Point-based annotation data
** start **
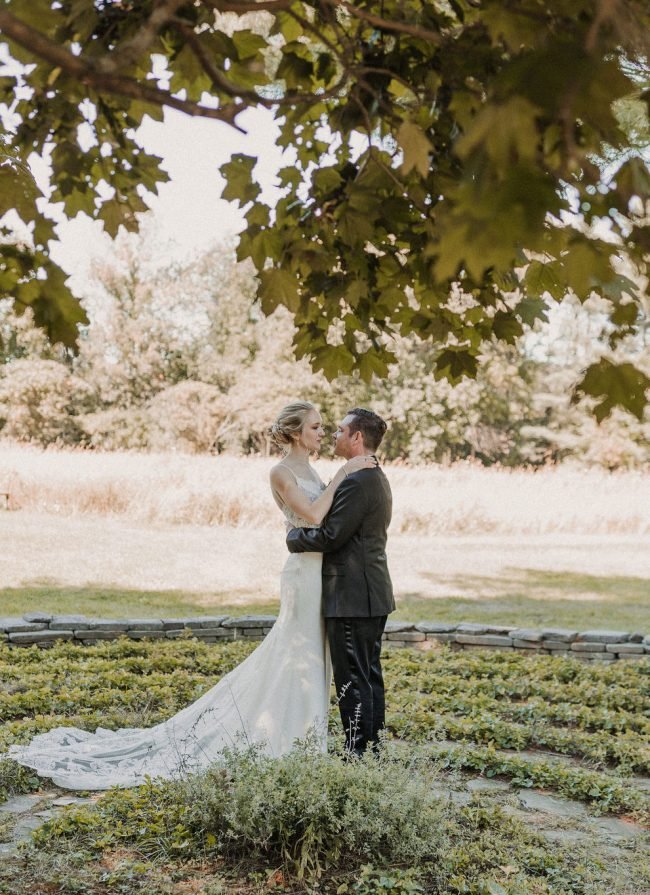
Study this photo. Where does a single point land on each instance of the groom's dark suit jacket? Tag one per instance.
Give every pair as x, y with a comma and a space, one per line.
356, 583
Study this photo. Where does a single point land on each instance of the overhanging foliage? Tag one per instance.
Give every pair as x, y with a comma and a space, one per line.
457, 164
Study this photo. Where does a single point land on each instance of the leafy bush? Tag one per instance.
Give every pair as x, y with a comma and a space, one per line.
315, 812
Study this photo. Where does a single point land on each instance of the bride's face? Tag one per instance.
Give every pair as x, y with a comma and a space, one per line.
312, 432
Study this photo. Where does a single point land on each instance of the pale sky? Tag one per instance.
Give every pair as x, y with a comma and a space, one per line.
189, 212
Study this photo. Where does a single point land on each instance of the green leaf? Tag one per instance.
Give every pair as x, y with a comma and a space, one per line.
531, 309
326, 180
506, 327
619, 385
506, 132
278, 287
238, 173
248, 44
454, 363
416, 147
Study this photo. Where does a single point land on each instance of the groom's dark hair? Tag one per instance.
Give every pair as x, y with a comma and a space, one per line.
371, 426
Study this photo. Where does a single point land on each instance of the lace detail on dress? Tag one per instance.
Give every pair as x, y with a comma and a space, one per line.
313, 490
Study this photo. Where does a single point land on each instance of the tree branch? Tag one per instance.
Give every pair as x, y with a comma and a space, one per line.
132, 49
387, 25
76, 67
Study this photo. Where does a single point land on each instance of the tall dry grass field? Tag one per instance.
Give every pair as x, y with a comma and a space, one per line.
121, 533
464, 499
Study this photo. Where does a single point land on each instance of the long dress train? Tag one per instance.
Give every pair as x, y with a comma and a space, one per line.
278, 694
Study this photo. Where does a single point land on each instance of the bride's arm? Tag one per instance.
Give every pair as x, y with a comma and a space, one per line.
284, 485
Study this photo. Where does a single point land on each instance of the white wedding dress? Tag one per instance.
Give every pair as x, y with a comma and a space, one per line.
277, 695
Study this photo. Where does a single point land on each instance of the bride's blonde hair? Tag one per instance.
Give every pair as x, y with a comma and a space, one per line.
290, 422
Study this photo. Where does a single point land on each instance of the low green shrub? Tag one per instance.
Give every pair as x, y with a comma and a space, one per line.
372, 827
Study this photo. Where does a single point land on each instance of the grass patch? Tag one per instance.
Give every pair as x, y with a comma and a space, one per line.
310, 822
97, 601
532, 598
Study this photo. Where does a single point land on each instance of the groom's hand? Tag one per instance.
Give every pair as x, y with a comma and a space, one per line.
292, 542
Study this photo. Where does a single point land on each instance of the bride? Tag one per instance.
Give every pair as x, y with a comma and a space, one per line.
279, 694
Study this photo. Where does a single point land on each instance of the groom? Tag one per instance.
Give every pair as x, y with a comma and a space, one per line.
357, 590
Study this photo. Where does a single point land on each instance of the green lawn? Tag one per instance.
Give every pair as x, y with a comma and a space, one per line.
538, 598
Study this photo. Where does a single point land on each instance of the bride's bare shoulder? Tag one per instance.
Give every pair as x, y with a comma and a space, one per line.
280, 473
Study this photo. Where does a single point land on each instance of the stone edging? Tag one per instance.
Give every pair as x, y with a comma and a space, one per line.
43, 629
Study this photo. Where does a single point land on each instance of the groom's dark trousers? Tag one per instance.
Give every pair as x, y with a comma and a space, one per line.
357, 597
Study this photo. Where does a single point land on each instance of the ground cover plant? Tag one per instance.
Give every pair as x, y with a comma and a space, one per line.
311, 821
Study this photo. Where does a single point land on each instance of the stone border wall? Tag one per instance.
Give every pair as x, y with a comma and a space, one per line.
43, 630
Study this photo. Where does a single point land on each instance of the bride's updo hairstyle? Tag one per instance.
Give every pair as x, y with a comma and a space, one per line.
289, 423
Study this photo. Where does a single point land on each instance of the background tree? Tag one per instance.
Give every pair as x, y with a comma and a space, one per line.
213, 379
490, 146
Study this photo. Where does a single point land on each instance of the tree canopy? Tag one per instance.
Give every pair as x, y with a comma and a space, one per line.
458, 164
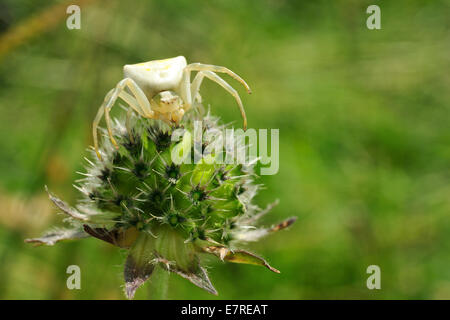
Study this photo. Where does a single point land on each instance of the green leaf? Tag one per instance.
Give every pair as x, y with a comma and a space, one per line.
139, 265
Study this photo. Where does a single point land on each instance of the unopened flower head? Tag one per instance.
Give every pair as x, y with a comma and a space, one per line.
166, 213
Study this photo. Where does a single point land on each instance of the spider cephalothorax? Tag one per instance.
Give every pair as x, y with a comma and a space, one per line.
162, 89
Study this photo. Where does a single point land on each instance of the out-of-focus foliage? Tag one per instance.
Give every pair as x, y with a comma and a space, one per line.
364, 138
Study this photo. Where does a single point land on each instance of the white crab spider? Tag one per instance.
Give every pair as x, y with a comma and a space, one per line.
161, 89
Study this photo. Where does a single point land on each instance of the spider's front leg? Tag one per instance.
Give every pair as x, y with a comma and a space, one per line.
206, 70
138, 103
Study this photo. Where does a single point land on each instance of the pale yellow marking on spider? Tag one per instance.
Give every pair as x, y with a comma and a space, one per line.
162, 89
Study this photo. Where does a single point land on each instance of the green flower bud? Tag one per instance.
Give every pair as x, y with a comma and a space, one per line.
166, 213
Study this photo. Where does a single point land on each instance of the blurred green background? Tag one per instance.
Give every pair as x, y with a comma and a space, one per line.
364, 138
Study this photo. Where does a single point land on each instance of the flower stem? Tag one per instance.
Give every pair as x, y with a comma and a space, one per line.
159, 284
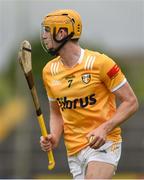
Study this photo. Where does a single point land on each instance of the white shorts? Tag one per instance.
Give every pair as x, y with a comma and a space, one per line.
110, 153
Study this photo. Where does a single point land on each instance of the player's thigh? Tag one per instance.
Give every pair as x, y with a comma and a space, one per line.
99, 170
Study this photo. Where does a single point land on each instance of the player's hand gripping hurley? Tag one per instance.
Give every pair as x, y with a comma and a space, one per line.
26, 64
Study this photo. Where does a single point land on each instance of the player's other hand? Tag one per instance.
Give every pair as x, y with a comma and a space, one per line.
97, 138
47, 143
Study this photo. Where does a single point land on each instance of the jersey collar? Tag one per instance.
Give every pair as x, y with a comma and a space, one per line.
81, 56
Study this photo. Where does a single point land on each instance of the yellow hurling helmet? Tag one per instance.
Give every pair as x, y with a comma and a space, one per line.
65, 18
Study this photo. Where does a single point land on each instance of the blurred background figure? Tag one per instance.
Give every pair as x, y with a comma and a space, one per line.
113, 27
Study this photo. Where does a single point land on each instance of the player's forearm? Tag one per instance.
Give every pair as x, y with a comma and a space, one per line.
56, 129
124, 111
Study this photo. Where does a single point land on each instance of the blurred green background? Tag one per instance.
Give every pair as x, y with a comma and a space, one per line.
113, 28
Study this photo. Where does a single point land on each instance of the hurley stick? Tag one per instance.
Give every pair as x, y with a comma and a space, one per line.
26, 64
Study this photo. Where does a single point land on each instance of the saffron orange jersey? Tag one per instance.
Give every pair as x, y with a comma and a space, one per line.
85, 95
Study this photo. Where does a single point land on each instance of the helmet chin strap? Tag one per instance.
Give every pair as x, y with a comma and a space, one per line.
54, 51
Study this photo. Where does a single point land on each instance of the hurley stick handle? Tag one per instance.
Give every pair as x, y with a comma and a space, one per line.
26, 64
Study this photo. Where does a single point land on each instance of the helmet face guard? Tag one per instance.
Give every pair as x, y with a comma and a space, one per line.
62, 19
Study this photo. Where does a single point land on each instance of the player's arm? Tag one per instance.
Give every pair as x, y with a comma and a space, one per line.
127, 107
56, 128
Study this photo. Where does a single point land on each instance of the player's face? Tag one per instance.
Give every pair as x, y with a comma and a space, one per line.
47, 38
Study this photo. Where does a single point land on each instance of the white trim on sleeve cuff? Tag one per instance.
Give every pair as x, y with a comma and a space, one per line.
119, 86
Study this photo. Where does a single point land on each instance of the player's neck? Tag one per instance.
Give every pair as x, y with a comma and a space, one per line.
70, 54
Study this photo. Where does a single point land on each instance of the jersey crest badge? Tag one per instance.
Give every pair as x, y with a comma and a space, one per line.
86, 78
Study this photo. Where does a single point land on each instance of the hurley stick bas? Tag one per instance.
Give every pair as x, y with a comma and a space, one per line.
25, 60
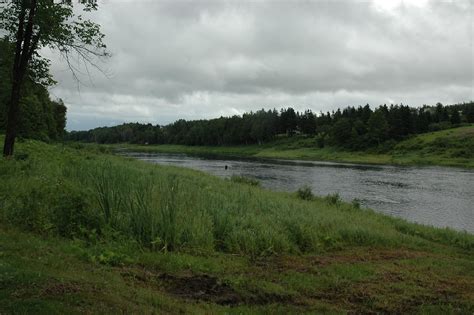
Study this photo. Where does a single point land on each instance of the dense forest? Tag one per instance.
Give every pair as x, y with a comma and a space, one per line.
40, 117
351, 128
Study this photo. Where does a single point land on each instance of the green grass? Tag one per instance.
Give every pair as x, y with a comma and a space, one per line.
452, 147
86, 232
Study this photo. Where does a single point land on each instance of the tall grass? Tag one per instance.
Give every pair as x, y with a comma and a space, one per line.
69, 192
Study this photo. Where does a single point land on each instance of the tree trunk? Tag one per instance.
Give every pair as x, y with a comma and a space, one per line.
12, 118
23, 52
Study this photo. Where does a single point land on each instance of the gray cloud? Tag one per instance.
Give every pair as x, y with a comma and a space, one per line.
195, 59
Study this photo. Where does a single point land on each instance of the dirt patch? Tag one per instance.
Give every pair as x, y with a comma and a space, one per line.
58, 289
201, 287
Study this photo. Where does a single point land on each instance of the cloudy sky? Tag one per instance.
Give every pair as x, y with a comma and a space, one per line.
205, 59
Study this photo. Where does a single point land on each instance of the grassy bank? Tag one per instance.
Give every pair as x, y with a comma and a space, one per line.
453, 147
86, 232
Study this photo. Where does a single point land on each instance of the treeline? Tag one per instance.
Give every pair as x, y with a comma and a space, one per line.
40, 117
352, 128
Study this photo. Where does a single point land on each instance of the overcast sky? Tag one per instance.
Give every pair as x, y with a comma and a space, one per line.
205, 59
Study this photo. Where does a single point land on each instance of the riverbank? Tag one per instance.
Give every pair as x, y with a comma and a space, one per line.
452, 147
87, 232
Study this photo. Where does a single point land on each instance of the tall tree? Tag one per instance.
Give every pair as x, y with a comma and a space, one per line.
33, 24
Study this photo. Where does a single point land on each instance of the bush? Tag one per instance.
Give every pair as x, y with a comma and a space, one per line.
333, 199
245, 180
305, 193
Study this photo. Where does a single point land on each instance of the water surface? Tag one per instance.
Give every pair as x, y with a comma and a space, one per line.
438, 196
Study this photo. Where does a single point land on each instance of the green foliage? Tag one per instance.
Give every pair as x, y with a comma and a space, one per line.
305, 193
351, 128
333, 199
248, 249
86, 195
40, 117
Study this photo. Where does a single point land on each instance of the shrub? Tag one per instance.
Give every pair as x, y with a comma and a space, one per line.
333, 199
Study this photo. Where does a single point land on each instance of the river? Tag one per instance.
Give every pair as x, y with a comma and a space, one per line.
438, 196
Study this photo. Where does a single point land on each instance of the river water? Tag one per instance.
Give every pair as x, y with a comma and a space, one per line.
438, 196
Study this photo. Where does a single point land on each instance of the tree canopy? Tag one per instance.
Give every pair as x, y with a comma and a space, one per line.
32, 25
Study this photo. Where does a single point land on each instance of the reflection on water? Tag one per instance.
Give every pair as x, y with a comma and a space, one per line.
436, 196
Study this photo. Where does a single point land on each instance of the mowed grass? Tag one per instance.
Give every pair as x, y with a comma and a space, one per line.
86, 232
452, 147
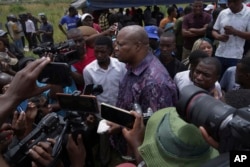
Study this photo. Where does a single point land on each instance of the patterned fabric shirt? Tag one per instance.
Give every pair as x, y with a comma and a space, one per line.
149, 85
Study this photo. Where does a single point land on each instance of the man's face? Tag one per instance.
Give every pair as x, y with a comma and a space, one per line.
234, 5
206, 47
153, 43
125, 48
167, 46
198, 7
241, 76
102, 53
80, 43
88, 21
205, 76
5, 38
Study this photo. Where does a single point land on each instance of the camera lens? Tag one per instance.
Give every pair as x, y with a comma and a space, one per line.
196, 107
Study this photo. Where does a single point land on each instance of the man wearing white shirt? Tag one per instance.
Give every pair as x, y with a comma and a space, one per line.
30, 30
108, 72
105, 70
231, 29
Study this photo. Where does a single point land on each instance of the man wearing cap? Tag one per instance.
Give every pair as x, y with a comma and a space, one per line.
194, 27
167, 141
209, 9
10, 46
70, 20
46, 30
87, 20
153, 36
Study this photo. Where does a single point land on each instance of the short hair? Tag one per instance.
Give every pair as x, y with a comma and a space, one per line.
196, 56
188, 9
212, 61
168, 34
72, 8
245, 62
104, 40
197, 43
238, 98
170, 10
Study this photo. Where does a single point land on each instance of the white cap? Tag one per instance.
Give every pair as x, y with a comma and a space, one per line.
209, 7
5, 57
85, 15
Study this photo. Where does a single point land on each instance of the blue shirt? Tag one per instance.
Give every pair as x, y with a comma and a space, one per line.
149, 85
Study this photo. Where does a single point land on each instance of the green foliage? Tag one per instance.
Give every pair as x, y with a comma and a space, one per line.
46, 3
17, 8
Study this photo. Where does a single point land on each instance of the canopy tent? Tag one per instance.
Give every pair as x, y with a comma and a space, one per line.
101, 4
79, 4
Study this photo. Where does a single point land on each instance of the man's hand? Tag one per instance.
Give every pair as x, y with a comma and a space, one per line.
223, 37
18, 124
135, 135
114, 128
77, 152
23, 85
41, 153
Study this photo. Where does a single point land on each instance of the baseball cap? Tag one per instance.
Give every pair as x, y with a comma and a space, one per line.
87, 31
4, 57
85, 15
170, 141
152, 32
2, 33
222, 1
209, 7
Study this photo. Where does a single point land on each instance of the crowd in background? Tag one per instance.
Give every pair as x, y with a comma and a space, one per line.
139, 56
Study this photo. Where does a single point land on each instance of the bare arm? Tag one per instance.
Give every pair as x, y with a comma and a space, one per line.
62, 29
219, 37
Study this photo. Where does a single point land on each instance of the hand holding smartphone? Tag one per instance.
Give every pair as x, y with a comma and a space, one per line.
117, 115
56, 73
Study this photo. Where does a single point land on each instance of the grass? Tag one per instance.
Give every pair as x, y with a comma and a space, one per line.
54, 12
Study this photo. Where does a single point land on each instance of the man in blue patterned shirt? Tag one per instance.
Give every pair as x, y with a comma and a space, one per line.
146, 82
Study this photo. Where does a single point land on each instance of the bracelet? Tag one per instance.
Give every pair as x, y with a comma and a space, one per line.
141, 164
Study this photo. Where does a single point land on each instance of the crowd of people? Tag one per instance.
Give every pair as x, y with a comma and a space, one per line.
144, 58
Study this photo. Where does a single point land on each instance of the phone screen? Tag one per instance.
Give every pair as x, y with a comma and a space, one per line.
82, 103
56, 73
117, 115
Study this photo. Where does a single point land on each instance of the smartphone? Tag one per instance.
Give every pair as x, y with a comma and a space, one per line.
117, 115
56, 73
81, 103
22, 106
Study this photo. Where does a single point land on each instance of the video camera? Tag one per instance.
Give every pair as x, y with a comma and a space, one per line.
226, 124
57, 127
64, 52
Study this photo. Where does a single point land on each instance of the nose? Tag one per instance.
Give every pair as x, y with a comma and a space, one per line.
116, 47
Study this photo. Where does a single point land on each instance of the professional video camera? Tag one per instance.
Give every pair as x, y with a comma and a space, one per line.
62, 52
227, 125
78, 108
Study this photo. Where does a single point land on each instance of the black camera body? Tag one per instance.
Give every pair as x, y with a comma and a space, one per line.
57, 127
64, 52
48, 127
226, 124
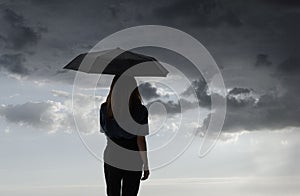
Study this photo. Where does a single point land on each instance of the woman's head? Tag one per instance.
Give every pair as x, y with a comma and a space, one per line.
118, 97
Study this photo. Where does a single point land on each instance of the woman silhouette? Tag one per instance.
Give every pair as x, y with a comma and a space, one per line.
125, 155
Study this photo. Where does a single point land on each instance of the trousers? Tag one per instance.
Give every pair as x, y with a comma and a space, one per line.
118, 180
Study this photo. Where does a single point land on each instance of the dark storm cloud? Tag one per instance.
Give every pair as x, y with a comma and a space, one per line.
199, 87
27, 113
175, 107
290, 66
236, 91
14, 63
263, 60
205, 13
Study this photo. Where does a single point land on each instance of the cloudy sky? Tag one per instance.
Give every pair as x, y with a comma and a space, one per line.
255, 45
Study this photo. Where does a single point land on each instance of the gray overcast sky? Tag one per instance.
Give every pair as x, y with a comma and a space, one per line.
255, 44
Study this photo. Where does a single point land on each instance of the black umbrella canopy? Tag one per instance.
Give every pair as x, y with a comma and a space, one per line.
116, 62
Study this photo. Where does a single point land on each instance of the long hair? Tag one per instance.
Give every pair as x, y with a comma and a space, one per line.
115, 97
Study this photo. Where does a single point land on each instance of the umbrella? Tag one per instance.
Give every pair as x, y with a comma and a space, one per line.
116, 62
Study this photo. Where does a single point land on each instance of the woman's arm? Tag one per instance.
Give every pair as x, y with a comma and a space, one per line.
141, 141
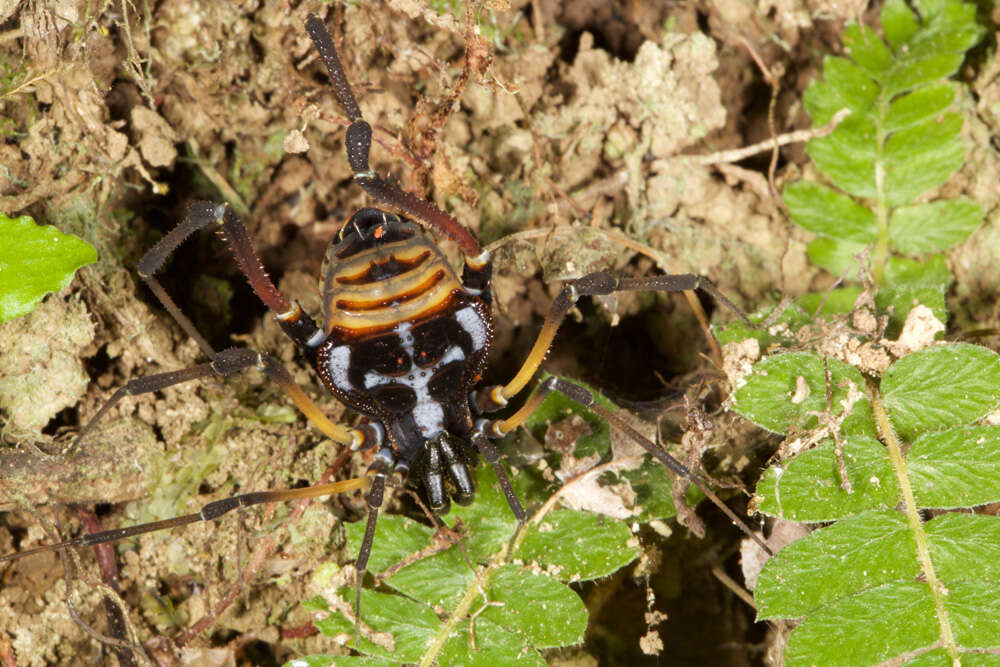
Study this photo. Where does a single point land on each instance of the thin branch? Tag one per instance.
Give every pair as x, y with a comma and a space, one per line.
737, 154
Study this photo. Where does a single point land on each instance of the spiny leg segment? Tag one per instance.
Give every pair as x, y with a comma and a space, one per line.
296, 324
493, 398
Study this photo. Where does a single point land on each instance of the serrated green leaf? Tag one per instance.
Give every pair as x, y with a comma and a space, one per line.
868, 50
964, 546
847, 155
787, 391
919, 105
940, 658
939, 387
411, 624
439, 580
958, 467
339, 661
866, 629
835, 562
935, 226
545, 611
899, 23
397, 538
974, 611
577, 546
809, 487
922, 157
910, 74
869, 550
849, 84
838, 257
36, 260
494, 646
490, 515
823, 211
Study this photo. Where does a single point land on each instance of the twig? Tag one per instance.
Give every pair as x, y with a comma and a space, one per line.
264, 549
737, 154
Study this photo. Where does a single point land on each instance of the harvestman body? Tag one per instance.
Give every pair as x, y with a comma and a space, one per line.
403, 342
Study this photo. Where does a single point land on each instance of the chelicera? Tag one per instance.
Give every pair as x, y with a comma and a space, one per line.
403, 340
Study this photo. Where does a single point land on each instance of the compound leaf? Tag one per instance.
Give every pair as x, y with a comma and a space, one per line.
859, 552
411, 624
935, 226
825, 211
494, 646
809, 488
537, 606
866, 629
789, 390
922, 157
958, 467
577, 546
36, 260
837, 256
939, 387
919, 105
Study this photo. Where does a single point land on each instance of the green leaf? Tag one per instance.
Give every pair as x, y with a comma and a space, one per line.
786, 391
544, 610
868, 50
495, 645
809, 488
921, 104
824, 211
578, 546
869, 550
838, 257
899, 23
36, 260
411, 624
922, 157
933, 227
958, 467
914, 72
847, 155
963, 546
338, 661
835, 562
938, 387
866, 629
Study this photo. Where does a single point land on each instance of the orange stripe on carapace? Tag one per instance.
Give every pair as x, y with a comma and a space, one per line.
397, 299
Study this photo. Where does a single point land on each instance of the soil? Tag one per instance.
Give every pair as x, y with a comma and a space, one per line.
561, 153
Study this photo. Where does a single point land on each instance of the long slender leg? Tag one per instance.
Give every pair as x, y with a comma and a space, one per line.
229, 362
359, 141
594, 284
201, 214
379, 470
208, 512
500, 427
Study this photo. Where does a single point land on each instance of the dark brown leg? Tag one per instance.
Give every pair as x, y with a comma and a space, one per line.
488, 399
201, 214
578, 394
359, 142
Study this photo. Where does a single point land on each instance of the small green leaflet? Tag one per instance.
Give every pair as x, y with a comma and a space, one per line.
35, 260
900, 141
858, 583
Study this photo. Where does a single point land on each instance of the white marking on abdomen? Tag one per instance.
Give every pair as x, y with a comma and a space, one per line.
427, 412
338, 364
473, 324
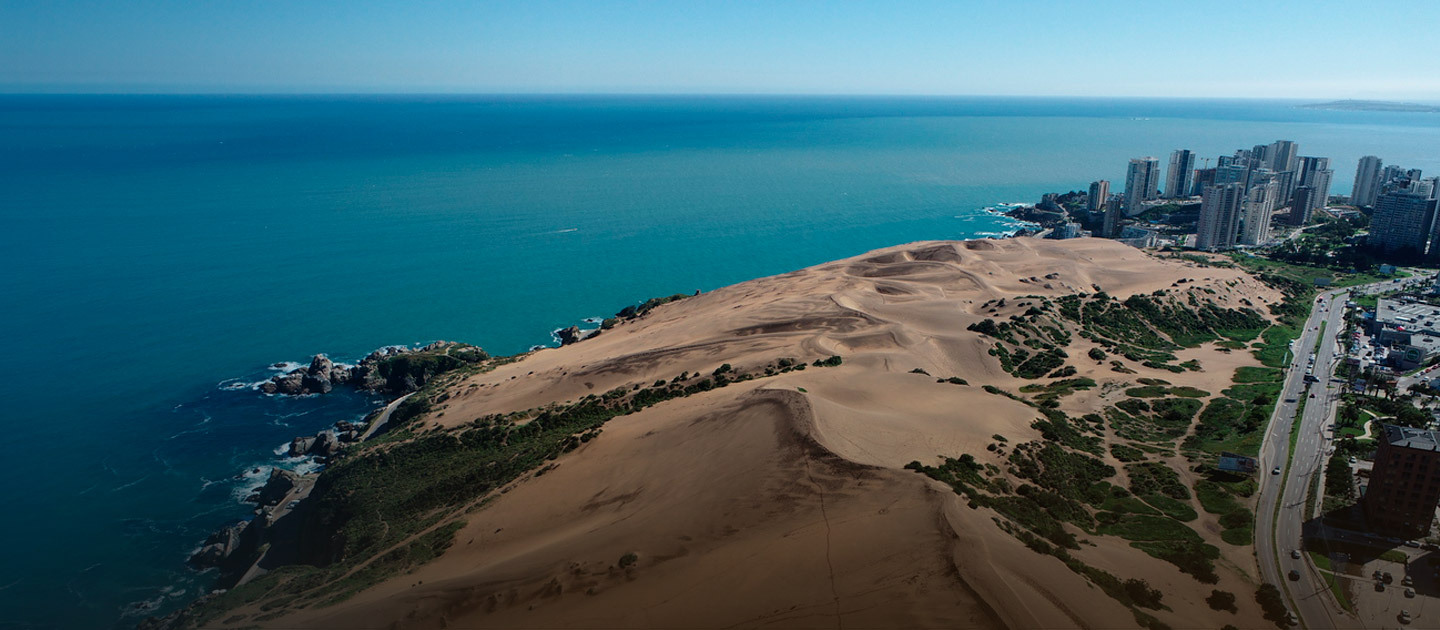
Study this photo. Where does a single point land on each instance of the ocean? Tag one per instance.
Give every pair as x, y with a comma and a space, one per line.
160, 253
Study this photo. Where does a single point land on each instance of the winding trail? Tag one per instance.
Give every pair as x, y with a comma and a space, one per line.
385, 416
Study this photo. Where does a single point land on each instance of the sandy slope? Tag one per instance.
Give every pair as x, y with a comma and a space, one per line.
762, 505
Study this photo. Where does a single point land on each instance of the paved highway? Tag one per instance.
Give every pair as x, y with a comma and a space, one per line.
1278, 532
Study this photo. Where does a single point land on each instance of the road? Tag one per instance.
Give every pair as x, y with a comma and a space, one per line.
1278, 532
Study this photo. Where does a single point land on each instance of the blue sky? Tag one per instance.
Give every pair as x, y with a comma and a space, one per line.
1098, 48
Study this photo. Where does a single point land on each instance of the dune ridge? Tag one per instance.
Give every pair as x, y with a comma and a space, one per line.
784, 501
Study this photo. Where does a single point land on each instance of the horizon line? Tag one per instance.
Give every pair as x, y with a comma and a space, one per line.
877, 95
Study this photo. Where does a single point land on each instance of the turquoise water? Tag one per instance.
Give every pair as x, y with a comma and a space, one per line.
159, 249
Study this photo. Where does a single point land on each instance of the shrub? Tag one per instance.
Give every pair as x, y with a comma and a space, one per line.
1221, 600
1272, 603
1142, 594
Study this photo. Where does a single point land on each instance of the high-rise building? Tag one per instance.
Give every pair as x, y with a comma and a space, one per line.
** end **
Prompt:
Copy the listing from the line containing "horizon line? Tag one per instance." through the end, switching "turquoise water" to "teal water" and leaving everything else unchanged.

Finished task:
Study this photo. Where does a single point land on each instance of the horizon line? Tag one per instance.
Give every pair as x, y with a comma and a space, one per line.
877, 95
Study this photo. Where does a single point land on each instance of the teal water? Tag one per instance.
Give every pair as x, y with a comma and a space, one per line.
159, 249
Study this photo. Where does a single point land on each instance of the shrub? Tag one per instance.
Give every pair as x, y with a comma and a space, one per line.
1221, 600
1272, 603
1142, 594
Study this photo. Where does a single point land on each instance of the high-rise building? Tag one per instance.
Give every pair as x, y with a comma and a space, one per line.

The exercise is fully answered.